--- DATA RECORDS ---

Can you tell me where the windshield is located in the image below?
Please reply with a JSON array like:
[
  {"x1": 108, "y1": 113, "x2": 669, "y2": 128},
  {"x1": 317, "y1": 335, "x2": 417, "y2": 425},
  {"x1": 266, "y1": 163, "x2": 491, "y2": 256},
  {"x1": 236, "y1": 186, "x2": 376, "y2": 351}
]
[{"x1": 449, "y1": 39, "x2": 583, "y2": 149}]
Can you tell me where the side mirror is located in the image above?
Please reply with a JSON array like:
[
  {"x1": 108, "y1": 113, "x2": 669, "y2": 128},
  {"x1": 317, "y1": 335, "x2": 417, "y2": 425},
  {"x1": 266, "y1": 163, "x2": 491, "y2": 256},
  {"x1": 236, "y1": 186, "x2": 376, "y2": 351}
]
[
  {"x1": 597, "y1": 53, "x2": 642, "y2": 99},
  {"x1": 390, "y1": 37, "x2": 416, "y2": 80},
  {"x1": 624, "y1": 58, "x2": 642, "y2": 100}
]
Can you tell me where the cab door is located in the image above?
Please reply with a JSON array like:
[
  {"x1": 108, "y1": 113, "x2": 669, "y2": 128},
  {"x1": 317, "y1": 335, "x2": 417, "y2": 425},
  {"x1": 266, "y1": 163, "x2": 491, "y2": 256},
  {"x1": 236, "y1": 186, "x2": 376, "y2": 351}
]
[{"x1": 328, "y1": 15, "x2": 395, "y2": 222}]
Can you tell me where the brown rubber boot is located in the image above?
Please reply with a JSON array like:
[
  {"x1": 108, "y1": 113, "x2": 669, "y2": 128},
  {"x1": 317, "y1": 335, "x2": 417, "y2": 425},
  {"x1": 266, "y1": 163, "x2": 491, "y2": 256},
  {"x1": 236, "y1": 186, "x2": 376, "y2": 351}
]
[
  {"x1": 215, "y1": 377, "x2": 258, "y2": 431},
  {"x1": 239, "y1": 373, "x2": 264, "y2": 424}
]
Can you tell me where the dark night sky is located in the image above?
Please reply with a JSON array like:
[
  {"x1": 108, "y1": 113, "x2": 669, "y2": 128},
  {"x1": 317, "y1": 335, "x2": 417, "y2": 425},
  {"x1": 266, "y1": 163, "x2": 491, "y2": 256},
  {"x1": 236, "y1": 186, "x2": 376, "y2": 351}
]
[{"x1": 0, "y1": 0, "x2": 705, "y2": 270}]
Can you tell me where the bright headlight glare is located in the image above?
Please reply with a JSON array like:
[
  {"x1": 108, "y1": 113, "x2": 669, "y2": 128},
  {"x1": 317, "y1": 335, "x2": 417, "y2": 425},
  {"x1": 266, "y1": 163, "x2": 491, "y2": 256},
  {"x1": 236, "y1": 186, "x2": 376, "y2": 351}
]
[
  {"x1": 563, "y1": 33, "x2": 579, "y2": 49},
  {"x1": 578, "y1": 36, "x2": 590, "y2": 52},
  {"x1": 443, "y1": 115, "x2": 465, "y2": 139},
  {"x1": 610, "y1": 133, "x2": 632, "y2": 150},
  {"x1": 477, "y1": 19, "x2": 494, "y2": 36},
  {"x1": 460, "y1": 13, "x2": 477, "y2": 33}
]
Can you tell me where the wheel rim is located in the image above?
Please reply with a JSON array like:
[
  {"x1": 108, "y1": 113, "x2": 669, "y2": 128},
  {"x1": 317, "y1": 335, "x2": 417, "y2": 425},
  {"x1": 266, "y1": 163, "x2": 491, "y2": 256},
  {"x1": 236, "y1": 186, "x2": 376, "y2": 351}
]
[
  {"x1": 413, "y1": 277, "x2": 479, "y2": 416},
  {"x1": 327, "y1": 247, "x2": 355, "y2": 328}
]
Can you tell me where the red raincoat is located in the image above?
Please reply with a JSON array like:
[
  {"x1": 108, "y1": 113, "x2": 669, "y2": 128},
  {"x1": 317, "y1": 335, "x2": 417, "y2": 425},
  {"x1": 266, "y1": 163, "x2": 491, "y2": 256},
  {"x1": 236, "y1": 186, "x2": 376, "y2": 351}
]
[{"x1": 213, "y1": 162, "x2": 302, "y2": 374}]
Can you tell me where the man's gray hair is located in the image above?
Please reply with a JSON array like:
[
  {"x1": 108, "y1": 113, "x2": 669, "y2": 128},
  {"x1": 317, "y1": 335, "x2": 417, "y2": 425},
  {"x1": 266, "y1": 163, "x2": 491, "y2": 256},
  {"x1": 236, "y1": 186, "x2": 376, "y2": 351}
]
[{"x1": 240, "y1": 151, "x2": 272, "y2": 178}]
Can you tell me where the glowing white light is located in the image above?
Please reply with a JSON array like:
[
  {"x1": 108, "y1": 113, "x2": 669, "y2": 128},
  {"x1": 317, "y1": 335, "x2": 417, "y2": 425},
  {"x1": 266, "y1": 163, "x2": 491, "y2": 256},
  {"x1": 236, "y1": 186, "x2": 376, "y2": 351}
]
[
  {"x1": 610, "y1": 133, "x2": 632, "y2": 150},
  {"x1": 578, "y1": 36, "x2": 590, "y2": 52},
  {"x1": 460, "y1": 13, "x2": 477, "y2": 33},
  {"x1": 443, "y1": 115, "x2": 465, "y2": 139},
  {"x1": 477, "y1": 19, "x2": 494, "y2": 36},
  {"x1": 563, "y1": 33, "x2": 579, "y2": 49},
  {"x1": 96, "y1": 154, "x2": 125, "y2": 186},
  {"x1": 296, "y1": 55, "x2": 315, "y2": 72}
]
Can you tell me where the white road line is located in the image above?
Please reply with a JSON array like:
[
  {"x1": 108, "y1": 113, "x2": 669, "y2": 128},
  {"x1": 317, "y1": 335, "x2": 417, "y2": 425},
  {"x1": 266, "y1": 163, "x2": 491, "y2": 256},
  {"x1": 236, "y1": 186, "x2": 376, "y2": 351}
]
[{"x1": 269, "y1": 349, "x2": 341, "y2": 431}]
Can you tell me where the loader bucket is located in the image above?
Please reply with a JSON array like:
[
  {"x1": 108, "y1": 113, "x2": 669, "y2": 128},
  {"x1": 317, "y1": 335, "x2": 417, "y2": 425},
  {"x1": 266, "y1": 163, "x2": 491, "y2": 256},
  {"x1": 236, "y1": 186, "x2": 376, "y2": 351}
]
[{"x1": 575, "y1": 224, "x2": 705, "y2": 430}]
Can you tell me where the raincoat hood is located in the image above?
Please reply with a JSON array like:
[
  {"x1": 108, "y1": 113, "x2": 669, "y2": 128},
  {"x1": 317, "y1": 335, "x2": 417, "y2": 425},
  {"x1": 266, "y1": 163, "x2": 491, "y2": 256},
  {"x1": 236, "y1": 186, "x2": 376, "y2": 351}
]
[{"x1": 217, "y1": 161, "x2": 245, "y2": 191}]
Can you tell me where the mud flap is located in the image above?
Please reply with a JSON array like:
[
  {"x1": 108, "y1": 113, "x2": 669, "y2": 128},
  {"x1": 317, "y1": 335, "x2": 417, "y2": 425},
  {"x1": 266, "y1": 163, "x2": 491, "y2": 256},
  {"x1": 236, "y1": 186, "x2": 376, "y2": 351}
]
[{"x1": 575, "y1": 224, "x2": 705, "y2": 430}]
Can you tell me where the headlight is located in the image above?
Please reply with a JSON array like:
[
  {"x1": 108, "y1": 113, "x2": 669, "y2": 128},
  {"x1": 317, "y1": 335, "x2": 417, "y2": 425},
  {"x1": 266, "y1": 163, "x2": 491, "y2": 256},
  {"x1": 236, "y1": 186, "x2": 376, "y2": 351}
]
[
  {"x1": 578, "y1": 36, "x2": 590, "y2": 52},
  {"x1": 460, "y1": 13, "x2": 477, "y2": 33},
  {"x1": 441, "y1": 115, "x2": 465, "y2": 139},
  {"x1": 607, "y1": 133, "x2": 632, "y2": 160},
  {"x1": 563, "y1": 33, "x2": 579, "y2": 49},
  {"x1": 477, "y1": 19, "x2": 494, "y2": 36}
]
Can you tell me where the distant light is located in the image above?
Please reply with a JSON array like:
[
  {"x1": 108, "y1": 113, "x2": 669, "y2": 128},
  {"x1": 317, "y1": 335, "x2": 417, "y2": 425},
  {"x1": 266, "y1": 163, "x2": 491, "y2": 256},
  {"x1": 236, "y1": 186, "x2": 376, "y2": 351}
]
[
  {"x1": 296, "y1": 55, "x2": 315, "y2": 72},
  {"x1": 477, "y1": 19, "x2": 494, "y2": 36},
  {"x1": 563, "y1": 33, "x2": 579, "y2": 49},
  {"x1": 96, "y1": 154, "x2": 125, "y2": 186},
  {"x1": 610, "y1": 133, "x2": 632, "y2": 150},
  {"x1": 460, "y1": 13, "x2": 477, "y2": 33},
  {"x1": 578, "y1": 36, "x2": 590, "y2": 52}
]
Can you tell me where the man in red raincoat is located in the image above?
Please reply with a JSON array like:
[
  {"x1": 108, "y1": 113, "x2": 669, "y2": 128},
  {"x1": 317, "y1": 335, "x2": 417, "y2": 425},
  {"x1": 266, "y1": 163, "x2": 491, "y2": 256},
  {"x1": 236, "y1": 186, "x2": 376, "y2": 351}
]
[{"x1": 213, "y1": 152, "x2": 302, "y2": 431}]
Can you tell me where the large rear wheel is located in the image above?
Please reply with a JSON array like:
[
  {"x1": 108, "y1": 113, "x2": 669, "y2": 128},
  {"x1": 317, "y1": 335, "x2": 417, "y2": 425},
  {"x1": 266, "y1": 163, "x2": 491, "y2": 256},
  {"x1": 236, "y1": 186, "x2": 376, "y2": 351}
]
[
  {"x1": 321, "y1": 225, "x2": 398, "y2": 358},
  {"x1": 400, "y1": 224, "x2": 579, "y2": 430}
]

---
--- DATA RECORDS ---

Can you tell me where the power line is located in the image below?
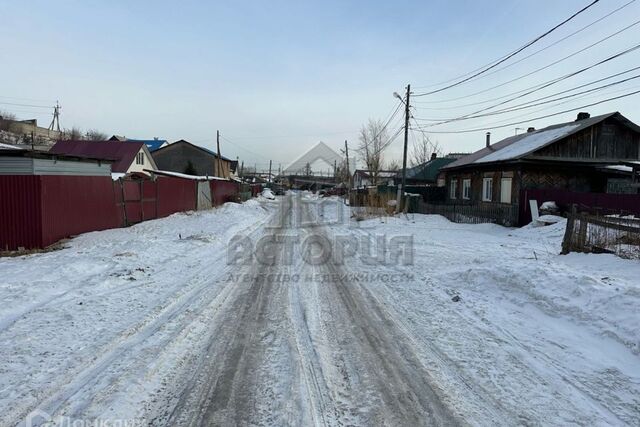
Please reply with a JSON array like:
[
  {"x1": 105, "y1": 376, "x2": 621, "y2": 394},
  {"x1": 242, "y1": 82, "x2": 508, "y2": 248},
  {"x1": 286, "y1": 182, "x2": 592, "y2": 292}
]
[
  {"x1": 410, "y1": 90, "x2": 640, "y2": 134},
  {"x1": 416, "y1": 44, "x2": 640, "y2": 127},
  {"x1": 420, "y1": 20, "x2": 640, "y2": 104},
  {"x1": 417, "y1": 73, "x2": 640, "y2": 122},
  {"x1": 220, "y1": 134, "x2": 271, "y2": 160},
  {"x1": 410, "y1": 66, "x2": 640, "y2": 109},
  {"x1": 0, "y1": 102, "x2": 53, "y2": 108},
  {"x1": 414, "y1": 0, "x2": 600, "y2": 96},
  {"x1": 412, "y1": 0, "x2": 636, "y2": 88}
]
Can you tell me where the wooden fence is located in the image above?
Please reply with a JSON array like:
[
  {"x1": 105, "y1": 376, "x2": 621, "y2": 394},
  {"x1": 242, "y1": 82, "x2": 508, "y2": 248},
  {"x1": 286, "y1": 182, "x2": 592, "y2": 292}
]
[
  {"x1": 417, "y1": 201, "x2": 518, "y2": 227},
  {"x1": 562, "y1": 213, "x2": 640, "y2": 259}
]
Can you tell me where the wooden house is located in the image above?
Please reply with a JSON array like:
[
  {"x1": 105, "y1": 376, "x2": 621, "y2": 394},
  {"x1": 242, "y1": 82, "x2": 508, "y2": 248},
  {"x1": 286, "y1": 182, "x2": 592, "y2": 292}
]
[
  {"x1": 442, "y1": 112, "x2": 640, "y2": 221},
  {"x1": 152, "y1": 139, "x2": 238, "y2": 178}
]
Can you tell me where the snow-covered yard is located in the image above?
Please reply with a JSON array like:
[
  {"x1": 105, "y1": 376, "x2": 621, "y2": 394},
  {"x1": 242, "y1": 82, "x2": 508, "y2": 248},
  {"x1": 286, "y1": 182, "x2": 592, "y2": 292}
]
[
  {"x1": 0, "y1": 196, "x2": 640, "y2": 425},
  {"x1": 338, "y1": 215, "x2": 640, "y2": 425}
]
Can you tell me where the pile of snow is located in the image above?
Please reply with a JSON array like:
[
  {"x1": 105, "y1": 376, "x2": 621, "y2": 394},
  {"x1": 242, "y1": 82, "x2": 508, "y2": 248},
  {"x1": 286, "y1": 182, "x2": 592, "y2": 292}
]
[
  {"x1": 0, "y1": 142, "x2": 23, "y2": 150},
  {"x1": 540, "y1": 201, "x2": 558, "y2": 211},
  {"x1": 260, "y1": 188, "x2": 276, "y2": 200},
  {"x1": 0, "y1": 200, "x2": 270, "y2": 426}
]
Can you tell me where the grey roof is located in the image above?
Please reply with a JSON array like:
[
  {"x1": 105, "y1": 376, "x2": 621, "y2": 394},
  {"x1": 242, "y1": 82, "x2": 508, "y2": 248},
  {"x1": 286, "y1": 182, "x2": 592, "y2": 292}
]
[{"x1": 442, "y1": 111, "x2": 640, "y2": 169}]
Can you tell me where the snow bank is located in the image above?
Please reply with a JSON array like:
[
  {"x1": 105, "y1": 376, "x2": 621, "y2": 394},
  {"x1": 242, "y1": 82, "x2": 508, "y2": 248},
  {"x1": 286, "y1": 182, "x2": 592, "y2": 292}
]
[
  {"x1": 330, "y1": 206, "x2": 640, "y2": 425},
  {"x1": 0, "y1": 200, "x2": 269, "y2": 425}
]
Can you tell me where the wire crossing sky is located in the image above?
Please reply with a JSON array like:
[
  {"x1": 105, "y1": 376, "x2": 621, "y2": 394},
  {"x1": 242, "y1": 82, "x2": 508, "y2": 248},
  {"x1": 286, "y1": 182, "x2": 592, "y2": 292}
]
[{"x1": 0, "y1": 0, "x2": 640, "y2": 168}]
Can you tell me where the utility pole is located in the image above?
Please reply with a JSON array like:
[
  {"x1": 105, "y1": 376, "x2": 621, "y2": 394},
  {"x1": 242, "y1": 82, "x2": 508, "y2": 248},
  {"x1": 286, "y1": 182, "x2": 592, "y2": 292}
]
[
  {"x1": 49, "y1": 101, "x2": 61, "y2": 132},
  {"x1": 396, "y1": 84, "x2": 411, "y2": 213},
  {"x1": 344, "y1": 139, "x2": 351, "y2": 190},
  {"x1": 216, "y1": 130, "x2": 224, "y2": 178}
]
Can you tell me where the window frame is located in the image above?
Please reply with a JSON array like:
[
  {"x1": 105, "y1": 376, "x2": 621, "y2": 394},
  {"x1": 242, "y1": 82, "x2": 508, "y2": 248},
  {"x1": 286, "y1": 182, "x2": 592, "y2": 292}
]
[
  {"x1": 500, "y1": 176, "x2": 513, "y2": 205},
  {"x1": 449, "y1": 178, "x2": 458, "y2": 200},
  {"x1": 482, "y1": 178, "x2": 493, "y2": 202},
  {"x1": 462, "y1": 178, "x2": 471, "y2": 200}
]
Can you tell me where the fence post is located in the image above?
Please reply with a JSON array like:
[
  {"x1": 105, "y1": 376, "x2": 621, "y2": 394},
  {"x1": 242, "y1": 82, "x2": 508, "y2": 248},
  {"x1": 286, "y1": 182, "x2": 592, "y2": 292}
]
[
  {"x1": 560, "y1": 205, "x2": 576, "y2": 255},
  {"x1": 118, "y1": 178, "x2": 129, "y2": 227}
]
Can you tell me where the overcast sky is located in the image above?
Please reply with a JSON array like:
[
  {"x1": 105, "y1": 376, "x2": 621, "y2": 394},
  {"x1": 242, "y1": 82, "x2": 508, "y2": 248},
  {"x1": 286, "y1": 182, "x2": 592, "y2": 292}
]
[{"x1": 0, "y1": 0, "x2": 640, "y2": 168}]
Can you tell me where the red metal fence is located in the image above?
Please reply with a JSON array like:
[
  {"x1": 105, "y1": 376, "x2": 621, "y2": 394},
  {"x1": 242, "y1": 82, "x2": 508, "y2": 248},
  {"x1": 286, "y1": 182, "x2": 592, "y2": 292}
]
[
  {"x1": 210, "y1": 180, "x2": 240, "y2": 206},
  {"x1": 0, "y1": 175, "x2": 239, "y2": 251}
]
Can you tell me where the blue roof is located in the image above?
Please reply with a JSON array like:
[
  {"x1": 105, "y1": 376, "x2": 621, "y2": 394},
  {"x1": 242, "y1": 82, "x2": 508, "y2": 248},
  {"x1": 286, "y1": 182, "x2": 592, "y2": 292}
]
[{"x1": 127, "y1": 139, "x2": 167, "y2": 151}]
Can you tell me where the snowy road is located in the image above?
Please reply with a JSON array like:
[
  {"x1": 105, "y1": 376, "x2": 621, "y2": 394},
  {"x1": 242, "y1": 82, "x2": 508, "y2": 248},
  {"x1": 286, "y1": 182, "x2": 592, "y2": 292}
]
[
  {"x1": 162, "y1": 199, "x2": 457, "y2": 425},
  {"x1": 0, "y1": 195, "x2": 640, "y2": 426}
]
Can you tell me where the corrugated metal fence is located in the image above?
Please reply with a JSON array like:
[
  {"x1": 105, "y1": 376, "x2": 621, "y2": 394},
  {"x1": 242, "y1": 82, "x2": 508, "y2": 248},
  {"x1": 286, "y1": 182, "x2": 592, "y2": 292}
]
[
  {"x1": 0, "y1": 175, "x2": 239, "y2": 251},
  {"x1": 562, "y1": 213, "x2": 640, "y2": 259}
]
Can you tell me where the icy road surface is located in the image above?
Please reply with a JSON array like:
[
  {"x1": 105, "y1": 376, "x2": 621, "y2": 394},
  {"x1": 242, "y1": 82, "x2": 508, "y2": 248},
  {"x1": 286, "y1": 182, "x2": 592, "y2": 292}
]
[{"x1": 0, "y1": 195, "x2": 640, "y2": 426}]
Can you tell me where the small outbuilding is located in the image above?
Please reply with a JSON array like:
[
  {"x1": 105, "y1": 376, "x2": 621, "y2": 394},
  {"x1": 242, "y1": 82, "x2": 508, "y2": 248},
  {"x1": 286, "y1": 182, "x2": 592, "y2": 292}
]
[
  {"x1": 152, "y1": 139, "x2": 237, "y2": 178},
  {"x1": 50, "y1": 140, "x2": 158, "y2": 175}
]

---
--- DATA RECORDS ---

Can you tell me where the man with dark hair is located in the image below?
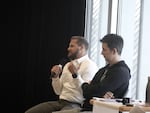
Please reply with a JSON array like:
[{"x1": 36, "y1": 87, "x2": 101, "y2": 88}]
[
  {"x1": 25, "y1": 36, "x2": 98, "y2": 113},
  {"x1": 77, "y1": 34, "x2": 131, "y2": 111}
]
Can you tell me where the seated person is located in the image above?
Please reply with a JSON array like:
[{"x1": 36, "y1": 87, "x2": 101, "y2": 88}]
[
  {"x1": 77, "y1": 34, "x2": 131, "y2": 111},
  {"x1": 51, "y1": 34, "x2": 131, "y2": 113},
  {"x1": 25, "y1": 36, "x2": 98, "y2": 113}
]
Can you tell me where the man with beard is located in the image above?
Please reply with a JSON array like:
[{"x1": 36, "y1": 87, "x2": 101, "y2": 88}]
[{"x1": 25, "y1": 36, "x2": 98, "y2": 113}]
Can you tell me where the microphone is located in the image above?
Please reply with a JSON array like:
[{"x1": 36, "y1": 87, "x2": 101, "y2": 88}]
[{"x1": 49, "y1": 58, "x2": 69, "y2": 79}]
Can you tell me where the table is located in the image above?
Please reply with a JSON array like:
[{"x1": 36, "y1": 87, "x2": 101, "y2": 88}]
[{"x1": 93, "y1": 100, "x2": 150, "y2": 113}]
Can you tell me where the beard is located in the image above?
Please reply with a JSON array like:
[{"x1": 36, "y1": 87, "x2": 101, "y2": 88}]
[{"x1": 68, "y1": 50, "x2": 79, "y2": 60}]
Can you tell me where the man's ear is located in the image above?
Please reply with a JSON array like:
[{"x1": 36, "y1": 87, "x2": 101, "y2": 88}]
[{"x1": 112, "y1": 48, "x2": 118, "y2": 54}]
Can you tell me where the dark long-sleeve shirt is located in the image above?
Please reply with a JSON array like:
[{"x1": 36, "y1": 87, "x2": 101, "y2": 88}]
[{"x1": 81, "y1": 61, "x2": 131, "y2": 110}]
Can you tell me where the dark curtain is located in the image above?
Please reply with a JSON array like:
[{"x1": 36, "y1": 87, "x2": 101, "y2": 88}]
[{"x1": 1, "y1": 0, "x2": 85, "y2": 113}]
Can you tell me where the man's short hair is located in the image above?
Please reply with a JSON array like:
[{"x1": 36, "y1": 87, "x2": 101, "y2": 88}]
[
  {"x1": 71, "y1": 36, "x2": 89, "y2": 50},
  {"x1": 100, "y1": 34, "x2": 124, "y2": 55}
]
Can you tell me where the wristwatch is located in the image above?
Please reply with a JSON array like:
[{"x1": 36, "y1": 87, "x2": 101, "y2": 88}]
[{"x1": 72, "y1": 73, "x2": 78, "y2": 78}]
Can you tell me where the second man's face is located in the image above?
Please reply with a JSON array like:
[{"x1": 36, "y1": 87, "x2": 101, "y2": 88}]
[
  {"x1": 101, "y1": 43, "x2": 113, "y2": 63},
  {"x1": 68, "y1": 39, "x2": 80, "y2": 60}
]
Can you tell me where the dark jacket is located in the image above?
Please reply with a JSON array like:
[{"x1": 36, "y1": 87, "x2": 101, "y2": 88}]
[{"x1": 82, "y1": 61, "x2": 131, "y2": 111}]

---

> **EXERCISE AIM**
Count the lines in the rows above that contain the string "fence", and give only that number.

> **WRITTEN ANSWER**
4